═══ EXERCISE INPUTS ═══

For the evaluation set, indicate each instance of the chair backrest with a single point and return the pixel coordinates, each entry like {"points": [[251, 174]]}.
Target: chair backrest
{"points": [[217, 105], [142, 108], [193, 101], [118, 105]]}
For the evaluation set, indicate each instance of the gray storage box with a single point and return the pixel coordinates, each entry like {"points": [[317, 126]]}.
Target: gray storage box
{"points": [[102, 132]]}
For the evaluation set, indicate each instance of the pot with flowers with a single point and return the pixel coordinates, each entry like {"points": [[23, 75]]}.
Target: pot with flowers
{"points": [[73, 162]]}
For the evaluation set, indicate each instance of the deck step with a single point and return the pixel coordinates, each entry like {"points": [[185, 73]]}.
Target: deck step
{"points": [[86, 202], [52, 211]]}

═══
═══ EXERCISE INPUTS ═══

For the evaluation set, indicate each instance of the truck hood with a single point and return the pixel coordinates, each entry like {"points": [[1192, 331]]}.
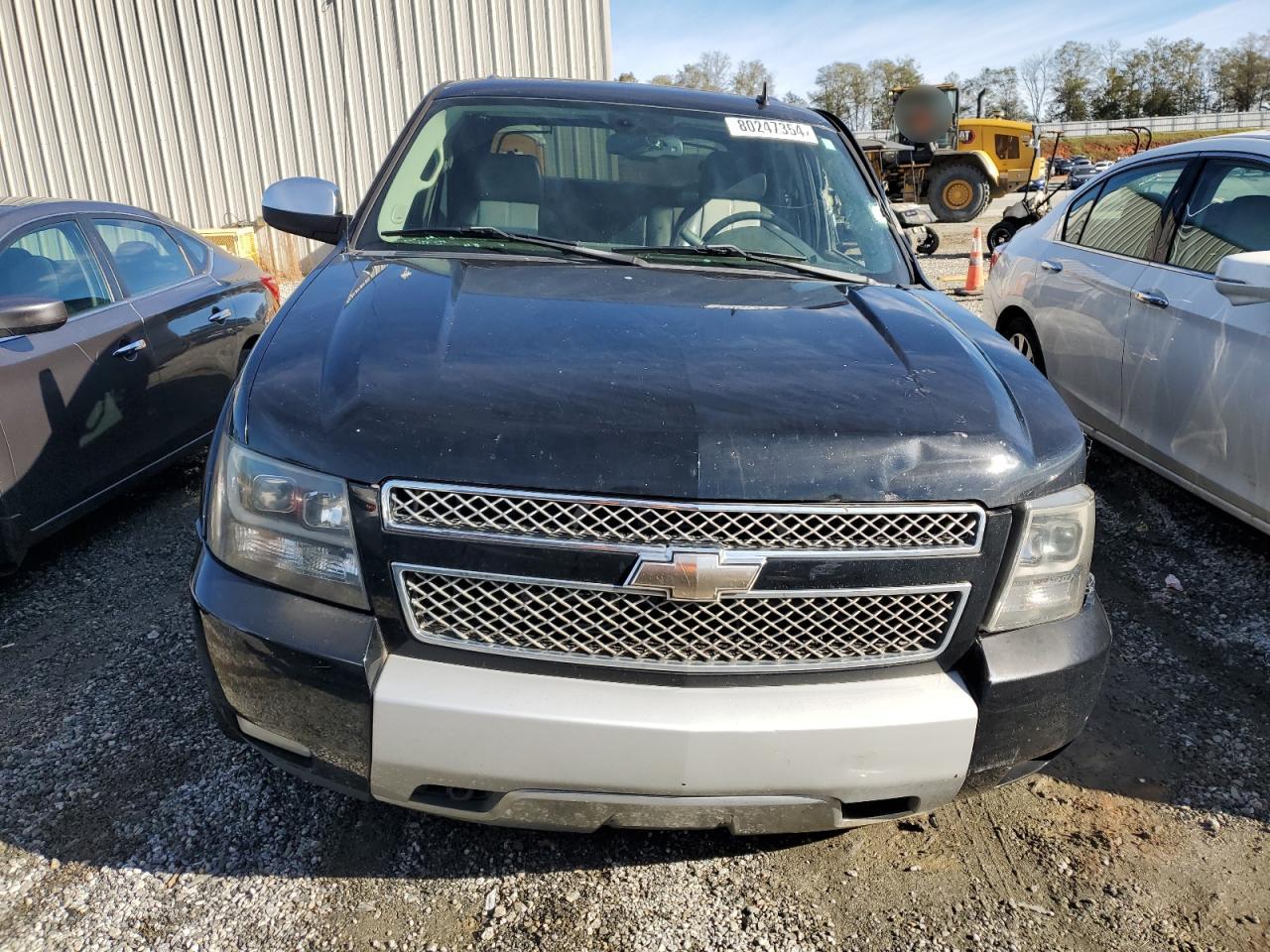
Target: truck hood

═══

Locate each line in the records above that contains the word "flowers" and copy those lines out in full. Case counts.

For the evaluation set, indicate each instance of the pot with flowers with a single point and return the pixel coordinates, each entry like {"points": [[23, 75]]}.
Target: pot with flowers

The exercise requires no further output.